◆ Exercise
Output the portion of the text on Hamelin's concert tour starting with "After Toronto, his" and going on through "Festival in 2014.", reproduced word for word.

◆ Document segment

A few days after we spoke, Hamelin set off for Lyon where the program is the same as that in Kingston, Cleveland, Toronto and eventually home to Boston, May 5. He was particularly looking forward, he told me, to his concert February 20 and 21 in Munich with the Medtner Second Piano Concerto – along with the Rachmaninoff Third, his next Hyperion release. It was to be his first time with the Bavarian State Orchestra though not his first time with conductor Kirill Petrenko. “I’ve worked with [him] once already at the Chicago Festival and that was very, very nice,” he said. “And he’s of course heading to the Berlin Philharmonic. That’s a very nice connection. Although I have played with the Philharmonic once back in 2011.” Then the BPO had asked him to play the Szymanowski Fourth Symphony “Symphonie Concertante” which was written for Arthur Rubinstein, and unknown to Hamelin at the time.

After Toronto, his grand tour continues with 13 duo-piano concerts he and Leif Ove Andsnes are playing in Europe and the USA. Plans include a recording for Hyperion of Stravinsky’s Concerto for Two Pianos and The Rite of Spring. But Hamelin’s next recording to be released (in August) is Morton Feldman’s For Bunita Marcus which he performed in Mazzoleni Hall at the 21C Festival in 2014.

His relationship with Andsnes goes back to 2008 when Hamelin was invited to Andsnes’ chamber music festival in Risør, Norway. “We played The Rite of Spring and in many other places, 10 or 12 times total, including at the Berlin Philharmonic in the smaller hall, because he had a residency there.”

◆ Supplied information
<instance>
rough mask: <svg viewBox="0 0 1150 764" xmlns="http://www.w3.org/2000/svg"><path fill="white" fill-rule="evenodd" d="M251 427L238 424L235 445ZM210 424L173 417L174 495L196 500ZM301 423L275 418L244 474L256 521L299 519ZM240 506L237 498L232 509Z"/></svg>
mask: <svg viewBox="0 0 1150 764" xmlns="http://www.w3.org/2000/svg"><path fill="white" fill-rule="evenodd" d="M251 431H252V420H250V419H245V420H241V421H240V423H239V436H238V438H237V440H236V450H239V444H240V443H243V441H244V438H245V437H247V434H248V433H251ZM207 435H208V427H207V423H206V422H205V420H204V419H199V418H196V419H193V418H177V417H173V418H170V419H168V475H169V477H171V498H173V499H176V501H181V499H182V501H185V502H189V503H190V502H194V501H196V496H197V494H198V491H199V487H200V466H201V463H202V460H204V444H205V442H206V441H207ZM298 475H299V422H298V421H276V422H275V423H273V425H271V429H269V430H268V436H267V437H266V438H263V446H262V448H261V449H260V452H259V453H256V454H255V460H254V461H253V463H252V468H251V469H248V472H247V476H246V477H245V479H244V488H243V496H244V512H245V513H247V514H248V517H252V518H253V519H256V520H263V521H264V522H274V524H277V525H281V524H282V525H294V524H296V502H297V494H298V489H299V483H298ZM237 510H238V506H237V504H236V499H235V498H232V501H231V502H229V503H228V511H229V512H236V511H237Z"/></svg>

◆ Solution for this problem
After Toronto, his grand tour continues with 13 duo-piano concerts he and Leif Ove Andsnes are playing in Europe and the USA. Plans include a recording for Hyperion of Stravinsky’s Concerto for Two Pianos and The Rite of Spring. But Hamelin’s next recording to be released (in August) is Morton Feldman’s For Bunita Marcus which he performed in Mazzoleni Hall at the 21C Festival in 2014.